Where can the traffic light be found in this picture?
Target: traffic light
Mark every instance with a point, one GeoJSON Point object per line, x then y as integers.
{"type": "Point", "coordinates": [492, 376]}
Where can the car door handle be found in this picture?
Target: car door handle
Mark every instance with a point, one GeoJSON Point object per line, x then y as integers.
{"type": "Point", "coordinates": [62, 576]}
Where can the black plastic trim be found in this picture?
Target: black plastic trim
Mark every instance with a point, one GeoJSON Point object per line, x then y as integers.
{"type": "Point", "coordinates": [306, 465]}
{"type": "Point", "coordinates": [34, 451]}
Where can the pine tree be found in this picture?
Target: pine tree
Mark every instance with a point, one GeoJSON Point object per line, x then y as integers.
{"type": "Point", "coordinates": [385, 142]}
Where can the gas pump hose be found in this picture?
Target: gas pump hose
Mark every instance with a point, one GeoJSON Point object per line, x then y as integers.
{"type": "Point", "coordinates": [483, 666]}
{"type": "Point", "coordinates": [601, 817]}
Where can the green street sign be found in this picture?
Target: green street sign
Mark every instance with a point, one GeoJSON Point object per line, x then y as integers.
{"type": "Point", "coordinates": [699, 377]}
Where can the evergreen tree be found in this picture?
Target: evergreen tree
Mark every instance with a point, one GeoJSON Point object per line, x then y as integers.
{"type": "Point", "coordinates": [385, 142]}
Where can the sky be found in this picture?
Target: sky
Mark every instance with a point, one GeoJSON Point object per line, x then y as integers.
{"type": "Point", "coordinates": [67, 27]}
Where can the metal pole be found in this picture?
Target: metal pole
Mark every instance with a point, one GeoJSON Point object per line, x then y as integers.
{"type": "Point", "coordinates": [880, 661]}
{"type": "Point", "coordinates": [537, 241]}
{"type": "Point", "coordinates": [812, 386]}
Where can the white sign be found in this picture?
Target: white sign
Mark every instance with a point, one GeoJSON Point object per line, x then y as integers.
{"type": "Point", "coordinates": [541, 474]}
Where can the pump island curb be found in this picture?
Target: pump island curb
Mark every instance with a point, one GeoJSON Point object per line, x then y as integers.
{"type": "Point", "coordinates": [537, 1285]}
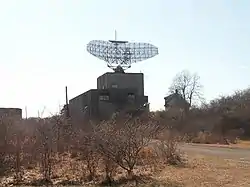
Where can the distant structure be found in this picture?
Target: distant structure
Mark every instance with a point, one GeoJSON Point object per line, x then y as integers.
{"type": "Point", "coordinates": [175, 104]}
{"type": "Point", "coordinates": [117, 90]}
{"type": "Point", "coordinates": [14, 113]}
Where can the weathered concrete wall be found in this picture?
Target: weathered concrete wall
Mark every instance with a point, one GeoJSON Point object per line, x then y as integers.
{"type": "Point", "coordinates": [122, 81]}
{"type": "Point", "coordinates": [15, 113]}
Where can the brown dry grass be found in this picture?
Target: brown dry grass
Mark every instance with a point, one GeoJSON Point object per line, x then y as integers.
{"type": "Point", "coordinates": [244, 144]}
{"type": "Point", "coordinates": [200, 171]}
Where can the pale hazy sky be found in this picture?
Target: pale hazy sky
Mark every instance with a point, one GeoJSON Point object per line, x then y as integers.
{"type": "Point", "coordinates": [43, 46]}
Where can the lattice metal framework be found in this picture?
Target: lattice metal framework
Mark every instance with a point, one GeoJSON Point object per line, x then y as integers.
{"type": "Point", "coordinates": [121, 54]}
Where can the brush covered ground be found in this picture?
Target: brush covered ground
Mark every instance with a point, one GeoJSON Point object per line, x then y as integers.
{"type": "Point", "coordinates": [199, 170]}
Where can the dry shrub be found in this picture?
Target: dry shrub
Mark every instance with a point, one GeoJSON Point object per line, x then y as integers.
{"type": "Point", "coordinates": [122, 140]}
{"type": "Point", "coordinates": [168, 148]}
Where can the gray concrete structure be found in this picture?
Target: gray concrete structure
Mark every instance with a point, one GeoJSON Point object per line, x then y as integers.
{"type": "Point", "coordinates": [121, 81]}
{"type": "Point", "coordinates": [102, 103]}
{"type": "Point", "coordinates": [116, 91]}
{"type": "Point", "coordinates": [15, 113]}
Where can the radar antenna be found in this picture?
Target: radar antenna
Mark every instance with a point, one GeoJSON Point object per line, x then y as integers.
{"type": "Point", "coordinates": [119, 55]}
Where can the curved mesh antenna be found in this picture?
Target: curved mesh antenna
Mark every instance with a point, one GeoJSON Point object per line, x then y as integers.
{"type": "Point", "coordinates": [121, 53]}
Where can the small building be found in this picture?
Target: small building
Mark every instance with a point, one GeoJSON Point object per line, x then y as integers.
{"type": "Point", "coordinates": [175, 104]}
{"type": "Point", "coordinates": [11, 113]}
{"type": "Point", "coordinates": [116, 91]}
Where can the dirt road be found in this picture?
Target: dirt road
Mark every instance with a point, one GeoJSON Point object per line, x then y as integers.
{"type": "Point", "coordinates": [239, 154]}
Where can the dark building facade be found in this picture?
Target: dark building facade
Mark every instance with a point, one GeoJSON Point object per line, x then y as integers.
{"type": "Point", "coordinates": [115, 91]}
{"type": "Point", "coordinates": [15, 113]}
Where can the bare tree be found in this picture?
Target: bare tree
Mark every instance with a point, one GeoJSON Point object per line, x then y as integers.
{"type": "Point", "coordinates": [188, 85]}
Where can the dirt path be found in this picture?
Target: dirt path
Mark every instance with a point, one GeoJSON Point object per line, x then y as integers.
{"type": "Point", "coordinates": [239, 154]}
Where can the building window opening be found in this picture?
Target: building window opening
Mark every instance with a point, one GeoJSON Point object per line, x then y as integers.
{"type": "Point", "coordinates": [104, 97]}
{"type": "Point", "coordinates": [131, 97]}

■ **What is needed**:
Do not copy the pictures, but repeat every line exactly.

■ **Worked answer**:
Where can the traffic light be found in this picture?
Target: traffic light
Mark every instance with a point, one GeoJSON Point object per line, x then y as integers.
{"type": "Point", "coordinates": [492, 376]}
Where can the car door handle be found in this picture?
Target: car door handle
Mark every instance with a point, one GeoJSON Point object per line, x then y as integers.
{"type": "Point", "coordinates": [62, 576]}
Where can the black plastic trim be found in this picture?
Target: black plastic trim
Mark every instance with a point, one GeoJSON Point object per line, x then y as integers.
{"type": "Point", "coordinates": [306, 465]}
{"type": "Point", "coordinates": [34, 451]}
Where can the pine tree be found in this picture?
Target: pine tree
Mark every instance with a point, one GeoJSON Point object per line, x then y as integers.
{"type": "Point", "coordinates": [385, 142]}
Where can the gas pump hose be found in this picture?
Target: gas pump hose
Mark every instance with a point, one GeoJSON Point object per line, x then y as integers.
{"type": "Point", "coordinates": [483, 666]}
{"type": "Point", "coordinates": [601, 817]}
Where can the green street sign be found in this picture?
Target: green street sign
Mark every instance with a point, one GeoJSON Point object per line, x then y as integers.
{"type": "Point", "coordinates": [699, 377]}
Where can the evergreen tree be found in this picture?
Target: evergreen tree
Mark every instance with a point, one GeoJSON Point object per line, x then y as integers.
{"type": "Point", "coordinates": [385, 142]}
Where can the sky be found in this picture?
Target: sky
Mark every instance with a point, one GeoJSON Point object per line, x then y as integers.
{"type": "Point", "coordinates": [67, 27]}
Where can the metal pole be found in this picture?
Target: metal pole
Mark every instance with a point, one GeoJSON Point object per line, x then y as integers.
{"type": "Point", "coordinates": [880, 661]}
{"type": "Point", "coordinates": [537, 241]}
{"type": "Point", "coordinates": [812, 386]}
Where can the white sign be found in this picture?
Target: white sign
Mark every instance with a point, one GeoJSON Point object per line, x then y as integers.
{"type": "Point", "coordinates": [541, 474]}
Where can the pump island curb be found in this picture?
Target: pump island curb
Mark every instance with a point, one GeoJSON Point object per line, x then y as integers.
{"type": "Point", "coordinates": [537, 1285]}
Where can the distant structure be found in this picture?
Target: distant structure
Mark every instance with a point, one GeoJSON Point object per line, x then y as integers.
{"type": "Point", "coordinates": [175, 104]}
{"type": "Point", "coordinates": [117, 90]}
{"type": "Point", "coordinates": [14, 113]}
Where can the weathered concrete wall be found in this picture?
Target: weathered concrete wall
Mark every instance with a point, one GeoJSON Point object per line, x then y as integers.
{"type": "Point", "coordinates": [122, 81]}
{"type": "Point", "coordinates": [15, 113]}
Where can the brown dry grass be found in this picture?
Target: brown dry grass
Mark every instance with a point, one GeoJSON Point object per line, x then y as integers.
{"type": "Point", "coordinates": [244, 144]}
{"type": "Point", "coordinates": [200, 171]}
Where can the pale hazy sky be found in this picture?
Target: pale hazy sky
Mark every instance with a point, one GeoJSON Point object per line, x then y as integers.
{"type": "Point", "coordinates": [43, 46]}
Where can the lattice metal framework be found in this picture?
Target: lattice metal framework
Mark every instance with a point, one GeoJSON Point object per line, x then y as integers.
{"type": "Point", "coordinates": [121, 54]}
Where can the brush covered ground be found in this picture?
Target: brush covered ground
Mark every instance with a point, one GeoJSON Point object per line, x then y as integers.
{"type": "Point", "coordinates": [199, 170]}
Where can the dry shrub be found in this picture?
Target: dry shrub
Mark every instance with a point, one GeoJSON Point object per line, x then y as integers.
{"type": "Point", "coordinates": [122, 140]}
{"type": "Point", "coordinates": [168, 148]}
Where can the gray concrete structure be found in this picture?
Target: gray concrete structure
Mark every instance with a point, one GeoJSON Point object per line, x then y as integers.
{"type": "Point", "coordinates": [121, 81]}
{"type": "Point", "coordinates": [102, 103]}
{"type": "Point", "coordinates": [116, 91]}
{"type": "Point", "coordinates": [15, 113]}
Where can the radar antenna be found in this picture?
Target: radar antenna
Mark every instance with a point, one GeoJSON Point object per line, x then y as integers.
{"type": "Point", "coordinates": [119, 55]}
Where can the curved mesh antenna be found in this picture?
Target: curved mesh antenna
Mark every instance with a point, one GeoJSON Point object per line, x then y as integers.
{"type": "Point", "coordinates": [121, 53]}
Where can the small building be found in this picture?
Target: small building
Mark every instance with a point, one GeoJSON Point object per line, x then y as integers.
{"type": "Point", "coordinates": [175, 104]}
{"type": "Point", "coordinates": [11, 113]}
{"type": "Point", "coordinates": [116, 91]}
Where can the dirt road be found in this picture?
Target: dirt road
Mark every instance with a point, one GeoJSON Point object per line, x then y as integers.
{"type": "Point", "coordinates": [239, 154]}
Where can the dark building facade be found in this picture?
Target: dark building facade
Mark every instance with a point, one GeoJSON Point object per line, x then y as integers.
{"type": "Point", "coordinates": [115, 91]}
{"type": "Point", "coordinates": [15, 113]}
Where can the bare tree be found in this picture?
Target: bare tree
Mark every instance with a point, one GeoJSON Point object per line, x then y as integers.
{"type": "Point", "coordinates": [188, 85]}
Where can the dirt path be found in this picture?
Target: dirt path
Mark every instance with a point, one GeoJSON Point object per line, x then y as integers.
{"type": "Point", "coordinates": [239, 154]}
Where can the building window opening be found in this picture?
Target: building window opening
Mark every instance with a point, one GeoJSON Point object per line, x then y as integers.
{"type": "Point", "coordinates": [104, 97]}
{"type": "Point", "coordinates": [131, 97]}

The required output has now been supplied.